- **Text passage**:
First, and most obviously, a bill considered under reconciliation rules is immune from filibuster. Instead, the Congressional Budget Act limits debate to twenty hours, equally divided between supporters and opponents. Thus, Republicans do not need sixty votes to invoke cloture; they only need fifty votes plus Vice President Pence to break ties.
Second, the scope
of permissible amendments is quite limited.
Considerable attention has focused on the Byrd Rule, which prohibit
provisions with no fiscal effect or whose fiscal impact is merely incidental to
their non-budgetary policy purposes. The
Byrd Rule also could cause problems for amendments that have a clear fiscal
impact but that change the savings projected from the underlying bill and
possibly those that have the effect of taking money from one committee’s
jurisdiction and placing it in that of another.
These rules were written on the assumption that bills being debated
would be reported out of the various relevant authorizing committees; how they
fit with the extraordinary path Majority Leader McConnell has chosen is less
clear.

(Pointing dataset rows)
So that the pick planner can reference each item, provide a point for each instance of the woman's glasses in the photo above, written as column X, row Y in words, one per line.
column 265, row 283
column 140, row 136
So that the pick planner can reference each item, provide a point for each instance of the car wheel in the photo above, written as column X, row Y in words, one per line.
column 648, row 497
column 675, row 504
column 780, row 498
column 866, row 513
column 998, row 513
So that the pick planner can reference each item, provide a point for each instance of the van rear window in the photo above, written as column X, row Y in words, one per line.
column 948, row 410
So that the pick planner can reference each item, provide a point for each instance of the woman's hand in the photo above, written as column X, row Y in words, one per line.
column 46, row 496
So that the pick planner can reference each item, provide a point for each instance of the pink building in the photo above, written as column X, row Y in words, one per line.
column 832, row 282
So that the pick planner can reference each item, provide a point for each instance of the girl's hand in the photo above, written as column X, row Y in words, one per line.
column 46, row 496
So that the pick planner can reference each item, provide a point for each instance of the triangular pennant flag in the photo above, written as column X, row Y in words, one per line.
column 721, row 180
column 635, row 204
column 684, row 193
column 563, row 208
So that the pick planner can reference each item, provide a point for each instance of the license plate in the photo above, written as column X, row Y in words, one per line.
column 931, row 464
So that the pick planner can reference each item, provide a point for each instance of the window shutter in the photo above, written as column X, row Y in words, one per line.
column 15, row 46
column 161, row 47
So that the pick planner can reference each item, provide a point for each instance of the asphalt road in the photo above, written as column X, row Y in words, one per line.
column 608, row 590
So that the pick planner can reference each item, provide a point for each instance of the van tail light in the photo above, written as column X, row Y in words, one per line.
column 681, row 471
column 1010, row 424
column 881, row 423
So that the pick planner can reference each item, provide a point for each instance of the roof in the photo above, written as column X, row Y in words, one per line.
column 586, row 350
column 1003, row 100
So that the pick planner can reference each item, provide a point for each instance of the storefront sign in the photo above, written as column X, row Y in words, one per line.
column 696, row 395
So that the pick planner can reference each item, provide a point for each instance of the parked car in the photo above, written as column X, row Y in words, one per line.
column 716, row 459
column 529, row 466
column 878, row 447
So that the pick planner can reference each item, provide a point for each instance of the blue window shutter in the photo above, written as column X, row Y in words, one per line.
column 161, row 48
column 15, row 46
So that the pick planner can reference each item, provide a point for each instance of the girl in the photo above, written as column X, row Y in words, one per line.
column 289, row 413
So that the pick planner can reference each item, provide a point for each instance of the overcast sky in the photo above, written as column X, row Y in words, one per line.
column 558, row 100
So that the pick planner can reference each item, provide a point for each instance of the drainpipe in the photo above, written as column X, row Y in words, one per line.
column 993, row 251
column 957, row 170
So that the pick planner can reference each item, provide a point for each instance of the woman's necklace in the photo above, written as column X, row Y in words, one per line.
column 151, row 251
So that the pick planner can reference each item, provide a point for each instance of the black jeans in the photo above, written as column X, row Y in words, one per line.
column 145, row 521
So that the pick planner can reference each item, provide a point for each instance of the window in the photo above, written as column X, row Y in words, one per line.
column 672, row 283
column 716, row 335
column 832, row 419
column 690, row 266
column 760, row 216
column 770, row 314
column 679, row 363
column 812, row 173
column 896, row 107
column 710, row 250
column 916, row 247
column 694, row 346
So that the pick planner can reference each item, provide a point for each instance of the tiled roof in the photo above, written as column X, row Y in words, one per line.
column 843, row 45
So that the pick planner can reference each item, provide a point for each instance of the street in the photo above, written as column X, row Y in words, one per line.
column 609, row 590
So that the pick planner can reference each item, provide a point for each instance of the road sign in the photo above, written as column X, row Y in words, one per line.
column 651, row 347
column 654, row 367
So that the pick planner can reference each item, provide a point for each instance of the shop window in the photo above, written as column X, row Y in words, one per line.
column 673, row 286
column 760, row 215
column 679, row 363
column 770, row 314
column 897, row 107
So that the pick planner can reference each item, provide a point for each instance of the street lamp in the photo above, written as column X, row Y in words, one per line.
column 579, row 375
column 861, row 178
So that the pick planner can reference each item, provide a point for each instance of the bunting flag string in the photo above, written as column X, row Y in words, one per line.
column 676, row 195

- **Goals**:
(1) Identify every line of the rows above that contains the word "window" and copy each such line in full, treating the match as case-sensitive.
(2) Pick up the passage on Senate reconciliation rules and the Byrd Rule, continuing it from its final sentence.

- **Answers to the exercises**:
(1)
So that the pick planner can reference each item, provide a point for each instance of the van rear window in the photo above, written as column X, row Y in words, one per line.
So that the pick planner can reference each item, provide a point for each instance of the window shutter in the photo above, written as column X, row Y in words, one per line.
So that the pick planner can reference each item, provide a point for each instance of the blue window shutter in the photo above, written as column X, row Y in words, one per line.
So that the pick planner can reference each item, provide a point for each instance of the window in the photo above, written as column X, row Y in words, one per line.
So that the pick planner can reference each item, provide a point for each instance of the shop window in the photo above, written as column X, row Y in words, one per line.

(2)
Also significant
are the Senate’s germaneness rules for reconciliation legislation. A full treatment of germaneness in the
reconciliation context would glaze over eyes faster than a CLE course on
parking law, but suffice it to say that the ability to add entirely new
material to the bill is limited. Motions
to strike, on the other hand, are liberally permitted. That means that no senators can excuse their vote
for a bill containing a troubling provision by claiming that they had no way to
get that provision removed.
Perhaps most
important is the timing of amendments.
Although senators are free to offer amendments at any time, few truly
significant amendments appear until the very last moment. That is true in an ordinary year, and that is
emphatically true this year with the Majority Leader placing a premium on
stealth. Once the time for debate has expired, the Senate holds one roll-call vote after another until all amendments have been addressed or withdrawn.
If you wait for
all, or virtually all, of the twenty hours of debate to be exhausted before
seeking a vote on your amendment, you can force senators to vote with almost no
public information about what is in the amendment. Typically, senators unanimously consent to
extend debate for two minutes (one each for proponents and opponents), but that
allows for little more than sound-bites.
Amendments accepted in a “vote-a-rama” can profoundly transform the
underlying legislation yet, absent any meaningful debate, senators retain plausible
deniability if troubling consequences of such an amendment later emerge.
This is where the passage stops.